**EXERCISE**
Pick up the text on curing cannabis in jars after its final sentence and continue it.

**DOCUMENT TEXT**
□ □ □ □ □ □ □

When Can I Stop Burping My Jars?
So long as you keep your buds in a jar, they will need to be burped at least occasionally as they will still produce some gases. That is unless you are storing them in a vacuum-packed container.
As time goes on, however, you will need to do it less frequently. Once your buds have been curing for a month, it will only be necessary to burp your jars once a week.
Things to Look Out for When Burping
How often you need to open your jars depends on the amount of relative humidity (RH) that builds up inside. Optimum RH is between 55 and 60 percent. If you find the RH in your jars getting up to around 70 percent, you’ll want to air dry your buds before going any further.
Another sure sign that your buds were not sufficiently dried before curing is if you open a sealed jar for burping and get the distinct smell of ammonia. This is what anaerobic bacteria smells like when it is eating up your buds.
Leaving them to cure in this state will cause them to become moldy.
Alternatively, if you check your buds at the beginning of the curing process and find them to be a bit crunchy, check them again after a full day of curing. By then they should have lost some of this quality.
If they remain crunchy, you may need to rehydrate them with Boveda humidity control packs.
Some jars come with humidity sensors built into the lids for easy monitoring, but if you don’t have that kind, you can also buy them separately and place them inside your jars.
What is Jar Curing?
Jar curing is the tried-and-true method for increasing the drying time of weed to help ensure an even amount of moisture around the entire bud. Done right, it improves the aroma, flavor, and potency of your end product, leaving you with a smoother smoke.
Steps to Properly Jar Cure Cannabis
Jar curing is a vital process if you want the best taste, aroma, and potency from your buds. And that’s what it’s all about, isn’t it? Skipping these steps would be like running a long-distance race and then walking off the course just before the finish line. Don’t skip it!
Once your buds have been sufficiently dried and trimmed, place them loosely in a hermetically-sealed jar. Wide-mouthed Mason jars or Kilner canning jars are the go-to choices for most experienced growers.

□ □ □ □ □ □ □

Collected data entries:
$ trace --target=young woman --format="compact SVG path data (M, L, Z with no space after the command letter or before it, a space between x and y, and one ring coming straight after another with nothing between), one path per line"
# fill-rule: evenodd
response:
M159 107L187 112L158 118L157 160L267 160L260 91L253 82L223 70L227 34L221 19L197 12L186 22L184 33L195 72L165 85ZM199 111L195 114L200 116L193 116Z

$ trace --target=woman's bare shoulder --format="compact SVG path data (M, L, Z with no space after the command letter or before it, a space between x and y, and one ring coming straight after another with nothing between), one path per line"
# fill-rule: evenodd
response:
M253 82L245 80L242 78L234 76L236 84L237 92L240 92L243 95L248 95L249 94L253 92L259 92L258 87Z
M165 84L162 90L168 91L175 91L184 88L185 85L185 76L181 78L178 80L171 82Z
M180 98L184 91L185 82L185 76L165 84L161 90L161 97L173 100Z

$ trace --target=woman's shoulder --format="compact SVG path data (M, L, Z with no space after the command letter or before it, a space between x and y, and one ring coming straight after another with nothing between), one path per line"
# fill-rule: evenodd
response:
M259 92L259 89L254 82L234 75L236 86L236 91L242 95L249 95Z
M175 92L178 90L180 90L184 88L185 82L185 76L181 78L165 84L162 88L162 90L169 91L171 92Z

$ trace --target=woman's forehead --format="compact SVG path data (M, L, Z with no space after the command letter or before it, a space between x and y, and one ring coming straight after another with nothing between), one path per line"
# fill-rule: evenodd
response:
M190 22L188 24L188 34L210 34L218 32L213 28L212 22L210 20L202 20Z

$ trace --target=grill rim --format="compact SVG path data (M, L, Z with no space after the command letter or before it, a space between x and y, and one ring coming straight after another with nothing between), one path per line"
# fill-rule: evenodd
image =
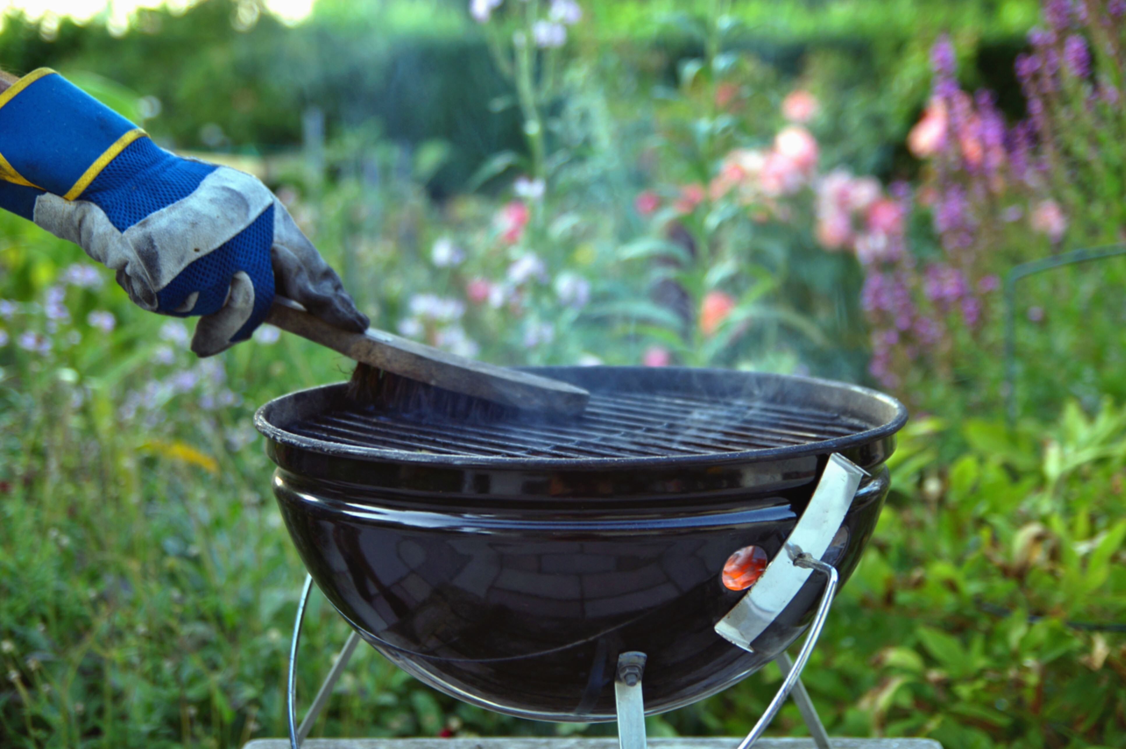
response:
M551 377L553 373L562 374L570 370L592 370L597 371L599 368L570 368L570 367L537 367L537 368L521 368L527 371L531 371L537 374L544 374ZM634 367L613 367L606 368L607 370L613 369L616 371L628 372L636 370L653 370L649 368L634 368ZM343 395L343 390L347 387L346 382L334 382L329 385L320 385L311 388L304 388L302 390L295 390L293 392L279 396L263 404L254 413L254 427L268 440L274 443L282 445L287 445L296 448L298 450L307 450L318 452L325 455L331 455L334 458L346 458L352 460L359 460L363 462L373 463L406 463L415 466L432 466L432 467L448 467L448 468L488 468L488 469L517 469L517 470L560 470L560 469L578 469L578 470L606 470L606 469L632 469L632 468L668 468L670 466L691 466L691 467L708 467L708 466L725 466L731 463L757 463L766 462L779 459L792 459L801 458L806 455L823 455L831 452L843 452L854 448L860 448L874 442L893 439L893 435L900 431L908 421L908 410L897 399L892 396L874 390L872 388L866 388L859 385L852 385L850 382L841 382L837 380L826 380L814 377L799 377L792 374L767 374L767 373L753 373L753 372L741 372L738 370L723 370L723 369L705 369L705 368L683 368L683 367L668 367L661 368L663 373L668 376L670 380L678 376L695 376L695 374L706 374L706 376L724 376L724 374L735 374L743 378L763 378L770 379L776 378L779 380L799 382L811 388L822 388L825 391L837 391L842 396L846 394L852 396L860 396L861 398L872 399L870 401L876 401L883 406L891 408L894 414L893 417L879 426L875 426L869 430L861 432L855 432L849 435L832 437L830 440L820 440L814 442L806 442L803 444L775 446L775 448L758 448L752 450L743 451L730 451L730 452L715 452L715 453L700 453L700 454L673 454L673 455L644 455L644 457L604 457L604 458L545 458L545 457L526 457L526 455L470 455L470 454L436 454L436 453L423 453L414 452L409 450L388 450L386 448L366 448L354 444L346 444L341 442L330 442L327 440L320 440L316 437L306 436L303 434L297 434L295 432L289 432L286 428L276 425L271 417L276 417L275 412L280 412L283 409L301 405L307 405L311 399L323 399L329 403L332 400L339 400ZM564 379L561 377L561 379ZM322 409L321 413L328 413L331 408ZM296 418L307 418L309 415L297 416ZM294 421L293 418L286 419L287 422ZM268 445L268 452L274 452L274 446ZM279 462L275 455L271 454L275 462Z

□ □ □ □ □ □ □

**RESPONSE TO THIS TASK**
Don’t overfill them. Rather, pack your jars about 2/3 full.
Make sure you store your jars in a cool, dark closet or another area free from direct sunlight. This will protect against mold forming as well as degradation of the THC content. Ideally, the temperature of the room should be about 70 degrees with about 60 to 65 percent humidity.
During the first week of the curing process, your buds will need to be aired out regularly. Some growers recommend opening each jar for about 5 to 10 minutes at least three times a day.
Other growers suggest just once a day but for a longer period of time from thirty minutes to an hour. Either way, in these early days of curing, you need to allow your buds ample opportunity to breathe on a daily basis while also creating optimal relative humidity inside the jar.
When you open the jar, shake the weed about gently. You can also spread it out on a newspaper to enable more moisture to escape.
Remember, the goal is to slowly remove moisture hidden in the center of your buds as that will improve its overall aroma, flavor and potency.
After the first week–some growers extend this process to two–you can let your buds sleep through a few nights (and days) without disturbing them. Opening your jars only every two to three days should be sufficient at this point.
After about three weeks, your weed should be ready for a smoke. However, this is where practicing a little more patience can pay off.
Extending the curing period for a few more weeks of slow drying will greatly improve the flavor, aroma, and potency of your product. Try it!
Growing marijuana is an adventure, but it can be easy to make a misstep anywhere in the process. Fortunately, there is a strong online community of growers and resources that can offer useful tips along the way.
The key is to be patient. Like anything new you learn, you’ll soon find that with a little hard work and dedication, your efforts should pay off.